Task set>
1. Answer from the post about Lander v. Riddle:
(a) Which court decided Lander v. Riddle?
(b) How much per gallon did Golden Heart Utilities charge Riddle to take the sewage?
(c) What company does Robert Riddle own?
2. List every court or government body named in the post about Lander v. Riddle.

This Defense Stinks


Eielson Fram Road via Google Earth

Eielson Fram Road via Google Earth

WC’s Grandpa Walt taught WC that my freedom to swing my arm was limited to just less than the distance to my neighbor’s nose. He also taught WC tht cheaters never prosper. Grandpa Walt died too young too long ago, but he would be mightily pleased with Friday’s Alaska Supreme Court decision in Lander v. Riddle. It proved both his points in a single decision.

Robert Riddle is the latest owner of Fairbanks Pumping and Thawing. He was unhappy paying Golden Heart Utilities eleven cents a gallon to take the sewage he pumped from septic tanks around Fairbanks. Golden Heart treated the sewage as the law required. Mind you, this is a pass-through cost, the same for all his competitors. But Riddle thought he saw a way to avoid paying Golden Heart. He bought property out on Eielson Farm Road, bulldozed in some make shift barriers, and dumped the sewage in the lagoons. To avoid the wrath of the Department of Environmental Conservation, he bought some farm equipment and cleared a little land and called it a “farm.” To get the Borough and Division of Agriculture permits, he lied like a rug. Because Alaska’s Right to Farm law protects agricultural producers from nuisance claims brought by people who move to traditionally agricultural areas as the result of urbanization.

Exercise data>
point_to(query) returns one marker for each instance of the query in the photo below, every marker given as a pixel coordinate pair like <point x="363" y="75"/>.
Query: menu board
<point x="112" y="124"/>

* * *

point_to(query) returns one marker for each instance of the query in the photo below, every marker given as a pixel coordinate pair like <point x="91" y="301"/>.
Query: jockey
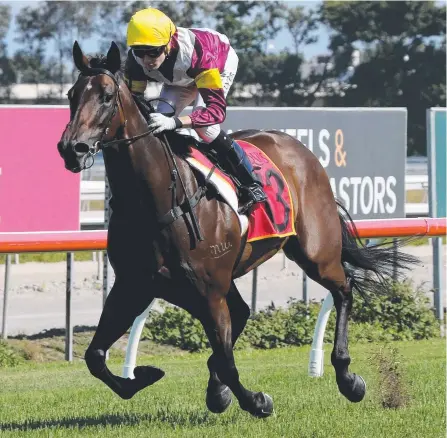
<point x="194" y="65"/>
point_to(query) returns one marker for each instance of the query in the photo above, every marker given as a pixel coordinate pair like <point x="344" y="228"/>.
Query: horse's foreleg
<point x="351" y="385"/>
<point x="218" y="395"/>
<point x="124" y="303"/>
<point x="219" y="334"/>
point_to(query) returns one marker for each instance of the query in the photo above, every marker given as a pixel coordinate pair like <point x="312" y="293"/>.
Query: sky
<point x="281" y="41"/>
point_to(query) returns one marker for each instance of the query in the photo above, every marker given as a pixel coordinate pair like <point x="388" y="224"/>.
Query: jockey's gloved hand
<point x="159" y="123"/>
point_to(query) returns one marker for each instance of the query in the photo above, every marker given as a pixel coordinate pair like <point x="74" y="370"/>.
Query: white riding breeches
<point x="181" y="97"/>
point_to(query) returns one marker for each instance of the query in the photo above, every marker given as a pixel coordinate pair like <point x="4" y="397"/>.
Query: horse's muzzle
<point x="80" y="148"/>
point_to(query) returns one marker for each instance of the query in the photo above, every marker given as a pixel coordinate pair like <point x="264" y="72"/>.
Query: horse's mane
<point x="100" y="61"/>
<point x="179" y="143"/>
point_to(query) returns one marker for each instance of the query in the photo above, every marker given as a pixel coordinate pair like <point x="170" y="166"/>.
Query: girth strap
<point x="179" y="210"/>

...

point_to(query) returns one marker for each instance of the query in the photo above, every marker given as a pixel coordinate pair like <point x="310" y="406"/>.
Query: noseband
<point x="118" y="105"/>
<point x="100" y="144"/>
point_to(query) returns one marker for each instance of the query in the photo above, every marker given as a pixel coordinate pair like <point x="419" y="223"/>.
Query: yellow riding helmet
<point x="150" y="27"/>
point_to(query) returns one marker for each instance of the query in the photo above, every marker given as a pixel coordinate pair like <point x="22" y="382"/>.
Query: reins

Answers to the exercises>
1.
(a) The Alaska Supreme Court.
(b) Eleven cents a gallon.
(c) Fairbanks Pumping and Thawing.

2.
Alaska Supreme Court
Department of Environmental Conservation
the Borough
Division of Agriculture